**Data to process**
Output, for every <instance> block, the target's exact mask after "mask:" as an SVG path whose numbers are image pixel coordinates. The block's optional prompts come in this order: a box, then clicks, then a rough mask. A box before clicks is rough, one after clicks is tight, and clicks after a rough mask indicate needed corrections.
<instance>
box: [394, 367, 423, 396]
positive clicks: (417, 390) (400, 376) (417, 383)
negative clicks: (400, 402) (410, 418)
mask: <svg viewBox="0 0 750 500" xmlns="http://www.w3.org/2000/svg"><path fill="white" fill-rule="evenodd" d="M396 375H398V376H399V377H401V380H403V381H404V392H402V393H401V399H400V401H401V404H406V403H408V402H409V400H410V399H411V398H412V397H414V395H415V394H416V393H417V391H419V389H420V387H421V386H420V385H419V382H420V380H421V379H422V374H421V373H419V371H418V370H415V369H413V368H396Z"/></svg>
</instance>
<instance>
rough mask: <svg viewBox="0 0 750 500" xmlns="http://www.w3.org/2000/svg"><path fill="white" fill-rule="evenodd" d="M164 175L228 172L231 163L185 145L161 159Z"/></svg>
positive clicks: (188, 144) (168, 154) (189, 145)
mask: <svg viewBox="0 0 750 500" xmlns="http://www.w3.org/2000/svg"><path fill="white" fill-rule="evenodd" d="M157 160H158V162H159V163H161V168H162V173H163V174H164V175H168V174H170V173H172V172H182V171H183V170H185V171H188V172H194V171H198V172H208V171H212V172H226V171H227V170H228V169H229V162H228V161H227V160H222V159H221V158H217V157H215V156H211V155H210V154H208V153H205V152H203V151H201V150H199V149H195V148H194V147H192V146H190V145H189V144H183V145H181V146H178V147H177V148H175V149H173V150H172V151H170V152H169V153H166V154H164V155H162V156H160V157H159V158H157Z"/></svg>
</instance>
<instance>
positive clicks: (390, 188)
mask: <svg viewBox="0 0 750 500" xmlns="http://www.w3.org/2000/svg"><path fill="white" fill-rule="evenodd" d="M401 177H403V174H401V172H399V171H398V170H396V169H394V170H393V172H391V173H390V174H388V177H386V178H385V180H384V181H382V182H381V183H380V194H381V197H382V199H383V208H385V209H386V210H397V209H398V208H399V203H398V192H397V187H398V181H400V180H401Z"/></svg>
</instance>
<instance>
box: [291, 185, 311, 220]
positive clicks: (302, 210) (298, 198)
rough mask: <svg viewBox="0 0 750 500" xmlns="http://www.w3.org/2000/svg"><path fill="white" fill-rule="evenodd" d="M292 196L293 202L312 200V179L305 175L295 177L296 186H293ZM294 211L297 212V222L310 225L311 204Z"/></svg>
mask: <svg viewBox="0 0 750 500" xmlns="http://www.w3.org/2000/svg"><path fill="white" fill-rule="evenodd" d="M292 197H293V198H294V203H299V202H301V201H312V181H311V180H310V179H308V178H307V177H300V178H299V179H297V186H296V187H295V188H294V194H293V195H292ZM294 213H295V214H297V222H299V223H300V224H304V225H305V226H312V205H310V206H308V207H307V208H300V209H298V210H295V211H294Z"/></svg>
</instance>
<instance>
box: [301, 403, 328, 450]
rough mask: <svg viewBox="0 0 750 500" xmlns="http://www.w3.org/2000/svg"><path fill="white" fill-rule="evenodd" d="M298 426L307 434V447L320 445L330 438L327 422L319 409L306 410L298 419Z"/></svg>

**Assignment**
The data above is to be returned exactly, with nothing altered.

**Your response**
Output, for every <instance> block, the target's exact mask after "mask:" as an SVG path whose numbers are image pixel coordinates. The block's optional prompts come in this order: a box, then clicks, then a rough mask. A box before clicks is rough, one after clicks is tight, and clicks after a rough mask indicate needed corrections.
<instance>
box: [394, 367, 423, 396]
positive clicks: (417, 390) (400, 376) (417, 383)
negative clicks: (400, 402) (410, 418)
mask: <svg viewBox="0 0 750 500" xmlns="http://www.w3.org/2000/svg"><path fill="white" fill-rule="evenodd" d="M396 375H398V376H399V377H401V380H403V381H404V392H402V393H401V399H400V401H401V404H406V403H408V402H409V400H410V399H411V398H412V397H414V395H415V394H416V393H417V391H419V389H420V387H421V386H420V385H419V382H420V380H421V379H422V374H421V373H419V371H418V370H415V369H413V368H396Z"/></svg>
</instance>
<instance>
rough mask: <svg viewBox="0 0 750 500" xmlns="http://www.w3.org/2000/svg"><path fill="white" fill-rule="evenodd" d="M164 175L228 172L231 163L185 145L161 159Z"/></svg>
positive clicks: (188, 144) (168, 154) (189, 145)
mask: <svg viewBox="0 0 750 500" xmlns="http://www.w3.org/2000/svg"><path fill="white" fill-rule="evenodd" d="M157 160H158V162H159V163H161V168H162V173H163V174H164V175H168V174H170V173H172V172H182V171H183V170H185V171H188V172H194V171H198V172H208V171H212V172H226V171H227V170H228V169H229V162H228V161H227V160H222V159H221V158H217V157H215V156H211V155H210V154H208V153H205V152H203V151H201V150H199V149H195V148H194V147H192V146H190V145H189V144H183V145H181V146H178V147H177V148H175V149H173V150H172V151H170V152H169V153H166V154H164V155H162V156H160V157H159V158H157Z"/></svg>
</instance>
<instance>
positive clicks: (390, 188)
mask: <svg viewBox="0 0 750 500" xmlns="http://www.w3.org/2000/svg"><path fill="white" fill-rule="evenodd" d="M401 177H403V174H401V172H399V171H398V170H396V169H394V170H393V172H391V173H390V174H388V177H386V178H385V180H384V181H382V182H381V183H380V194H381V197H382V199H383V208H385V209H386V210H397V209H398V208H399V203H398V192H397V187H398V181H400V180H401Z"/></svg>
</instance>
<instance>
box: [291, 185, 311, 220]
positive clicks: (302, 210) (298, 198)
rough mask: <svg viewBox="0 0 750 500" xmlns="http://www.w3.org/2000/svg"><path fill="white" fill-rule="evenodd" d="M292 196L293 202L312 200V179L305 175L295 177L296 186H293ZM294 211L297 212V222L310 225L311 204Z"/></svg>
mask: <svg viewBox="0 0 750 500" xmlns="http://www.w3.org/2000/svg"><path fill="white" fill-rule="evenodd" d="M292 197H293V198H294V203H299V202H301V201H312V181H311V180H310V179H308V178H307V177H300V178H299V179H297V186H296V187H295V188H294V194H293V195H292ZM294 213H295V214H297V222H299V223H300V224H304V225H305V226H312V205H310V206H308V207H307V208H300V209H298V210H295V211H294Z"/></svg>
</instance>
<instance>
box: [301, 403, 328, 450]
rough mask: <svg viewBox="0 0 750 500" xmlns="http://www.w3.org/2000/svg"><path fill="white" fill-rule="evenodd" d="M298 426L307 434V447L320 445L330 438L327 422L319 409L306 410L298 419Z"/></svg>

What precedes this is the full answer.